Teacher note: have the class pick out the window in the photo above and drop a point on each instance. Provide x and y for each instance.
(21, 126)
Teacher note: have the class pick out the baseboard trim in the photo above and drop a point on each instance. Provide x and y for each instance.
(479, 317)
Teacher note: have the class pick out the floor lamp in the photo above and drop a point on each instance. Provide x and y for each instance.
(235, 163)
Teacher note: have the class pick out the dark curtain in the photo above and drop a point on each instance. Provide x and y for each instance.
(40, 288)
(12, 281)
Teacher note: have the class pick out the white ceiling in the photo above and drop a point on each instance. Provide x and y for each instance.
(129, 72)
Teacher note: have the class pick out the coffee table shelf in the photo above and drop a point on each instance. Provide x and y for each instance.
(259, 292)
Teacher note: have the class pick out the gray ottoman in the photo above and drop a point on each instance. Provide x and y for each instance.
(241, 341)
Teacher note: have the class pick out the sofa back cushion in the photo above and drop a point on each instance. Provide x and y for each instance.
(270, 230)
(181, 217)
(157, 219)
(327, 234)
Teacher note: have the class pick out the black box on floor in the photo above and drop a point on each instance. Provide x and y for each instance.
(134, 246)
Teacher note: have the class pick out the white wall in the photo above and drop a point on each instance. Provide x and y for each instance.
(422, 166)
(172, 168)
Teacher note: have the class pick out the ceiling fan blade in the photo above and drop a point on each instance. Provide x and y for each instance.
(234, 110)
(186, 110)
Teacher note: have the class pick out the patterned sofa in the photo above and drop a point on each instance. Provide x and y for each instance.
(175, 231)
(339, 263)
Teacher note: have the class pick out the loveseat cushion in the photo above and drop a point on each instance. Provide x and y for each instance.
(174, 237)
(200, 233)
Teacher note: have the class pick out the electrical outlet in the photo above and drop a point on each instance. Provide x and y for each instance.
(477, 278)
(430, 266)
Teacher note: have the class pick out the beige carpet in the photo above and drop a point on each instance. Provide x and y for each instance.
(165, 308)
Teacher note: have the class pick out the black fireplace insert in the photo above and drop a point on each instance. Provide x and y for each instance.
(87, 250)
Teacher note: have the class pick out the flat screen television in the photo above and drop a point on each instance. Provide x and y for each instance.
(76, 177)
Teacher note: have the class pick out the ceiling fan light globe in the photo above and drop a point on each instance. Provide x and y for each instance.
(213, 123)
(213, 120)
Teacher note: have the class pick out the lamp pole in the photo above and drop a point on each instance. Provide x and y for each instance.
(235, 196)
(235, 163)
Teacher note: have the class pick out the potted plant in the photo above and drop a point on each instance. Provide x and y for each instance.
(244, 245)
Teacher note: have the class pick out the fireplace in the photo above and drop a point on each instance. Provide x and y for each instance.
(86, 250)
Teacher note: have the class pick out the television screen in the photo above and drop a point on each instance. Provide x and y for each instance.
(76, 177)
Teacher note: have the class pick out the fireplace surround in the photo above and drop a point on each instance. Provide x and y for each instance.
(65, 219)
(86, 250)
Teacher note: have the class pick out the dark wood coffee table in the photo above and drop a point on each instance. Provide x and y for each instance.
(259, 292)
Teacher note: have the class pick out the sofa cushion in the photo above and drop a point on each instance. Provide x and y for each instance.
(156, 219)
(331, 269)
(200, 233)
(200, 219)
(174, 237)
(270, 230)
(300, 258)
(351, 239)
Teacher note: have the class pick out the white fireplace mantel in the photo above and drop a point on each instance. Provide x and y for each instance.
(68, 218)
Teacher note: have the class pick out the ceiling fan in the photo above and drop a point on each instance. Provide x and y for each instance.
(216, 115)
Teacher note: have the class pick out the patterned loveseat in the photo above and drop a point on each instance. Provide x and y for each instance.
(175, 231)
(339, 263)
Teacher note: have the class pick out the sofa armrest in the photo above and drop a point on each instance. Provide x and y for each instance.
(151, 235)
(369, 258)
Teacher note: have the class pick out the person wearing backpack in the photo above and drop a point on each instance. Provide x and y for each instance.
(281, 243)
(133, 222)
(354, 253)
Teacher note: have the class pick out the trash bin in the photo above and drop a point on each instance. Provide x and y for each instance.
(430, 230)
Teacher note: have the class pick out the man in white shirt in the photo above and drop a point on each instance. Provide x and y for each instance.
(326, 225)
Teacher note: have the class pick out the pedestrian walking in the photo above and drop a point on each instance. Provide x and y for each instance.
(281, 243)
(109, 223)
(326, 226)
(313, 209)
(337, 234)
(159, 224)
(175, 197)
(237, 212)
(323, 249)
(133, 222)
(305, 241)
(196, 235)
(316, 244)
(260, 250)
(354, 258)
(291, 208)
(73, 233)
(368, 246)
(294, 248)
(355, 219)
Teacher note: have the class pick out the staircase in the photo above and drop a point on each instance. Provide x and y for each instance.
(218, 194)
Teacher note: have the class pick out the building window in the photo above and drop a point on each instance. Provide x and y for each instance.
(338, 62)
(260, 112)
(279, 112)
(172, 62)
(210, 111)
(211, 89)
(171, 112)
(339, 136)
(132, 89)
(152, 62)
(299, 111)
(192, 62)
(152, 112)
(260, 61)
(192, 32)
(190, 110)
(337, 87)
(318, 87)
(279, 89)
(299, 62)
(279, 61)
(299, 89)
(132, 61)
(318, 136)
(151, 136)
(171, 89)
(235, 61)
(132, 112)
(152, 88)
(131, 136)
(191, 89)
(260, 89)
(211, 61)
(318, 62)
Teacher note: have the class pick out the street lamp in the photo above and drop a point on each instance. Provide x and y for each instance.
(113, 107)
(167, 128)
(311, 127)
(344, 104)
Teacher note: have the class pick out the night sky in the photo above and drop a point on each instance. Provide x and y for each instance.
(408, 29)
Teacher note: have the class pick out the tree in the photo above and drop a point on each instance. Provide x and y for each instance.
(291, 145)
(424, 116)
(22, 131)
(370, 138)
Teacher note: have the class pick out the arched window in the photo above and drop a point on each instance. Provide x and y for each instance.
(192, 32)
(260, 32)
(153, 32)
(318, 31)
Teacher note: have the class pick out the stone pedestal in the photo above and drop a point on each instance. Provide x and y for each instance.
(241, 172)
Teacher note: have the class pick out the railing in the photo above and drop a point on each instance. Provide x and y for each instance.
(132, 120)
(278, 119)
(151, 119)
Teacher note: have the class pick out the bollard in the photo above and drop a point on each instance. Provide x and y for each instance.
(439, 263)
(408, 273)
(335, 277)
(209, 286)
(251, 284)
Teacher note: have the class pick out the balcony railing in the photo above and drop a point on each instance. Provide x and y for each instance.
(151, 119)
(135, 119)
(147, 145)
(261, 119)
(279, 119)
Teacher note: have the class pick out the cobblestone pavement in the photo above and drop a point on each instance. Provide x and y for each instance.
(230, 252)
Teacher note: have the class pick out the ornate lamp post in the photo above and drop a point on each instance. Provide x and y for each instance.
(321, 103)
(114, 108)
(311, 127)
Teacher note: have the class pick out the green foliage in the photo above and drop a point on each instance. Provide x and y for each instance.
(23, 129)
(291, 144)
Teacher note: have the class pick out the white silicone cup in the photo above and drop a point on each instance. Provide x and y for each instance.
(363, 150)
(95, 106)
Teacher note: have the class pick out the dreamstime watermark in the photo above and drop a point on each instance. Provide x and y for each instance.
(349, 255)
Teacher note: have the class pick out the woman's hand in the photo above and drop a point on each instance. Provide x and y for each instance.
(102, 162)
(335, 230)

== EXERCISE GOAL ==
Output the line containing "Teacher note: have the class pick out the cobblestone" and all lines after it to the end of the records, exactly as given.

== RIGHT ANSWER ==
Teacher note: have the class pick out the cobblestone pavement in the photo above and drop a point on each instance. Provide x and y for each instance.
(230, 252)
Teacher note: have the class pick out the ornate lamp post in the photo above and drop a point on each instance. Provide x and y for each instance.
(321, 103)
(114, 108)
(311, 127)
Teacher note: have the class pick out the green foliage in the photo above and drop a point on each instance. Provide x and y for each instance.
(23, 129)
(291, 144)
Teacher note: have the class pick out the white silicone cup in the photo above and drop a point on each instance. Provide x and y for each instance.
(363, 150)
(95, 106)
Teacher note: have the class pick out the dreamstime watermark in the photo above and drop a point on each instance. Provide x and y for each instance.
(349, 255)
Teacher note: have the class pick out the woman's hand in the photo above and drop a point on each instance. Provide x and y for each instance.
(102, 162)
(335, 230)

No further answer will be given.